(Beginning of RECORDED DATA)
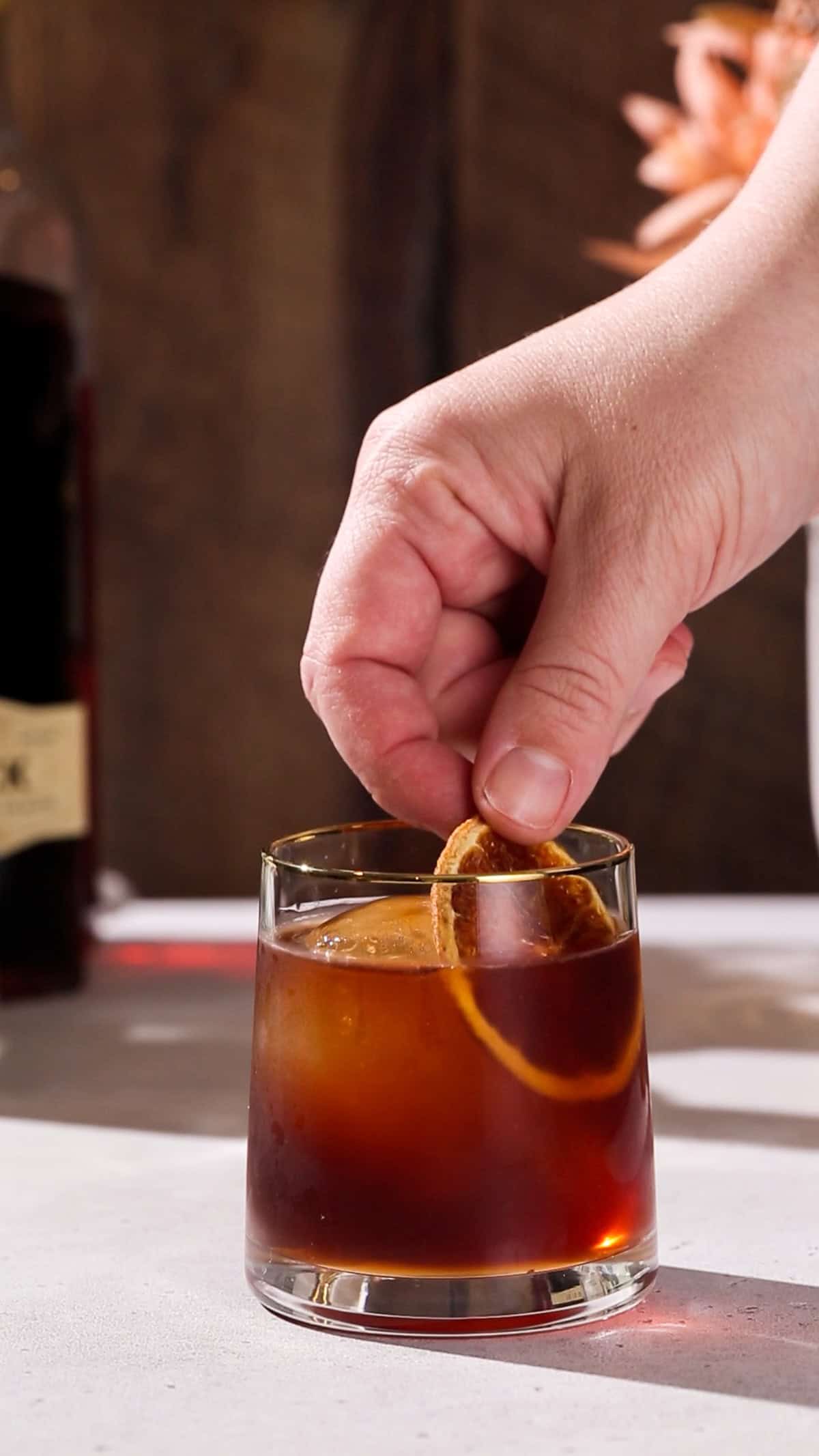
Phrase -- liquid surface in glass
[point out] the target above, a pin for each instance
(End of RECORDED DATA)
(Beginning of RECORDED DATA)
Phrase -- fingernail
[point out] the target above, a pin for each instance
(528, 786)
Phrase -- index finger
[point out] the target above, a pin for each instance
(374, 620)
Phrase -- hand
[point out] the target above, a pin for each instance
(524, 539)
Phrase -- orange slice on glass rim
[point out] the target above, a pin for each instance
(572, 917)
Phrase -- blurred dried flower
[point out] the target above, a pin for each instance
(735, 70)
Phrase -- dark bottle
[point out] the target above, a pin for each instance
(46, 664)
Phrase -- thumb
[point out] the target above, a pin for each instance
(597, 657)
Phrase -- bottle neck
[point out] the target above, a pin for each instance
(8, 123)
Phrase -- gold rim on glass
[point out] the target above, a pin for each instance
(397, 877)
(End of RECORDED DATA)
(Beginning of RECORDED DATA)
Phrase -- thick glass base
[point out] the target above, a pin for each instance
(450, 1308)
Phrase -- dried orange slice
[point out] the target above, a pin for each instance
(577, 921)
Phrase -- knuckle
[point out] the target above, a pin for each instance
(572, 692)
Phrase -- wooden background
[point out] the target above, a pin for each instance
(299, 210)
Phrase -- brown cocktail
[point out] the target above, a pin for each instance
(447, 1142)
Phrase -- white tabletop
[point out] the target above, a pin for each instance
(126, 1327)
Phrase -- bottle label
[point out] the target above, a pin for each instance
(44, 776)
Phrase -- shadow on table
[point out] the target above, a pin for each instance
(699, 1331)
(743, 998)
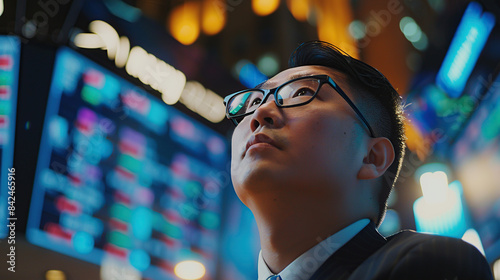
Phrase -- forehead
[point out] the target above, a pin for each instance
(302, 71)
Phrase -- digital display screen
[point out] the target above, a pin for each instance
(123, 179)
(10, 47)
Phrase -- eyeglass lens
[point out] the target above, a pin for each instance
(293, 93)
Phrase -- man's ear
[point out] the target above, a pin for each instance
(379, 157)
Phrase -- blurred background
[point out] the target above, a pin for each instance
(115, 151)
(End of RECORDED DATA)
TASK TO COMPLETE –
In the listing above, the required lines run from the line with "Phrase -- shadow on table" through the line with "Phrase -- blurred background". Output exactly those lines, omitting pictures.

SOLUTION TO THE EXERCISE –
Phrase -- shadow on table
[point out] the target above, a pin for each instance
(699, 1331)
(743, 998)
Phrase -- forehead
[point out] the target above, a pin for each instance
(302, 71)
Phrase -- digital display screen
[point out] the target above, a pin for each instance
(123, 179)
(10, 47)
Phrase -- eyeglass lens
[point out] the target above, a pin for each instance
(293, 93)
Phrase -- man's ear
[point out] the target above, a pin for each instance
(379, 157)
Phrase -- blurred background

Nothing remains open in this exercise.